▶ **WORK INSTRUCTIONS**:
If an entry includes an image, drop the image and copy the rest verbatim.

Saved data entries:

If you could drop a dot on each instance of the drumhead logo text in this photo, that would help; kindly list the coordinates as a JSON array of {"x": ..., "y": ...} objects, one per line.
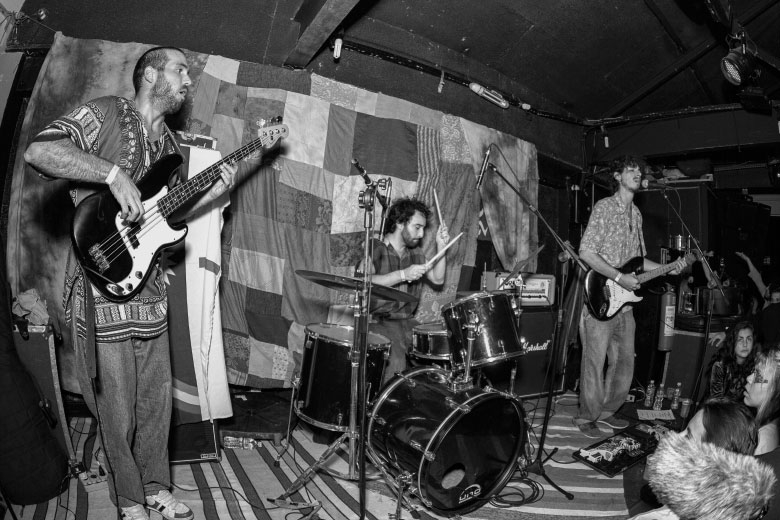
[
  {"x": 535, "y": 347},
  {"x": 473, "y": 491}
]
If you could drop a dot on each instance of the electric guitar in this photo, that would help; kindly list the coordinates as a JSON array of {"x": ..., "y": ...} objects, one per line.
[
  {"x": 605, "y": 297},
  {"x": 117, "y": 256}
]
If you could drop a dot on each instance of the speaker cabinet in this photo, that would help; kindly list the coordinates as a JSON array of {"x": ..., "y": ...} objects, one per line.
[
  {"x": 533, "y": 371},
  {"x": 193, "y": 442},
  {"x": 38, "y": 356}
]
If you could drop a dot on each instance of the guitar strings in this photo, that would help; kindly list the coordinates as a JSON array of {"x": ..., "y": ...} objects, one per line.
[{"x": 114, "y": 243}]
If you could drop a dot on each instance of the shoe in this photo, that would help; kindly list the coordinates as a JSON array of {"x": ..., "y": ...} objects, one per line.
[
  {"x": 165, "y": 504},
  {"x": 614, "y": 422},
  {"x": 589, "y": 429},
  {"x": 137, "y": 512}
]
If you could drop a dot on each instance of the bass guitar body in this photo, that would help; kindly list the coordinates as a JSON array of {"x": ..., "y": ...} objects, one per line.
[
  {"x": 606, "y": 297},
  {"x": 117, "y": 256}
]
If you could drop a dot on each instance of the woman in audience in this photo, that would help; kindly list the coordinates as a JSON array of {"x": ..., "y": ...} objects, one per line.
[
  {"x": 762, "y": 392},
  {"x": 733, "y": 363},
  {"x": 725, "y": 424}
]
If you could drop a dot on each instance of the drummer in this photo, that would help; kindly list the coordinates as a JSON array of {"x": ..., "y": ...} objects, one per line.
[{"x": 399, "y": 262}]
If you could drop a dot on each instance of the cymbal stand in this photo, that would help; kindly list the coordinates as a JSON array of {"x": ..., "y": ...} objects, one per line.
[
  {"x": 355, "y": 433},
  {"x": 537, "y": 466}
]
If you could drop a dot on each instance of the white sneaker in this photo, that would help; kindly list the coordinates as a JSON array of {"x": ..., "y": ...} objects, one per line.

▶ **YOUR RESPONSE**:
If you could drop a dot on each instance of the drumhead logo text in this photo, that would help; kindly list the coordinates as a JSON array of {"x": ..., "y": ...} objects, one per line.
[
  {"x": 535, "y": 347},
  {"x": 473, "y": 491}
]
If you could drop a dot on each instance of the electric guitar in this photo, that would help; kindly list the coordinates as a JSON array of {"x": ..., "y": ...} objects, one per line.
[
  {"x": 605, "y": 297},
  {"x": 117, "y": 256}
]
If you could drop a dot on each instance of the speaker cabinet in this photo, that would help; kindly list the coordinates as a JSON array of {"x": ..., "y": ...} objects, one per line.
[
  {"x": 533, "y": 371},
  {"x": 193, "y": 442},
  {"x": 38, "y": 356}
]
If you could drop a dot on each instance of the guitar strings in this photo, that would help; kindly list the coordinates as a JSON array of {"x": ..., "y": ...} objects, one per line.
[{"x": 114, "y": 243}]
If you could drop a dot on each instance of the shoe in this photo, that would help; kindly list the coordinates as a JSON array of {"x": ..., "y": ...} objects, one per line.
[
  {"x": 165, "y": 504},
  {"x": 614, "y": 422},
  {"x": 589, "y": 429},
  {"x": 137, "y": 512}
]
If you could drop a dot on each instance of the bass guitar body in this photo, that would help; kindly list the coordinates as a JSON array of {"x": ..., "y": ...} objects, one per line.
[
  {"x": 606, "y": 297},
  {"x": 117, "y": 256}
]
If you could drop a dot on each instance of the woman in audience in this photo, that would help; kindly list the coordinates as a JSON array of {"x": ..., "y": ...} objects, one per line.
[
  {"x": 762, "y": 392},
  {"x": 733, "y": 363},
  {"x": 725, "y": 424}
]
If you could drop a dot on each instance of the drummer in this photo, that would help; kindly list the coordinates as a JSON array of {"x": ..., "y": ...} objects, one per line.
[{"x": 399, "y": 262}]
If you could drop a dot on each instance of the cymbal stand in this photo, that would help; kindly list the coordinates as a JSON array of {"x": ..., "y": ...} objects, one per line.
[
  {"x": 355, "y": 433},
  {"x": 537, "y": 466}
]
If you could drop a dot on each instance of the white sneaker in this photo, that would help; kindly list the coordinates as a JSON array of {"x": ..., "y": ...} objects, one per line.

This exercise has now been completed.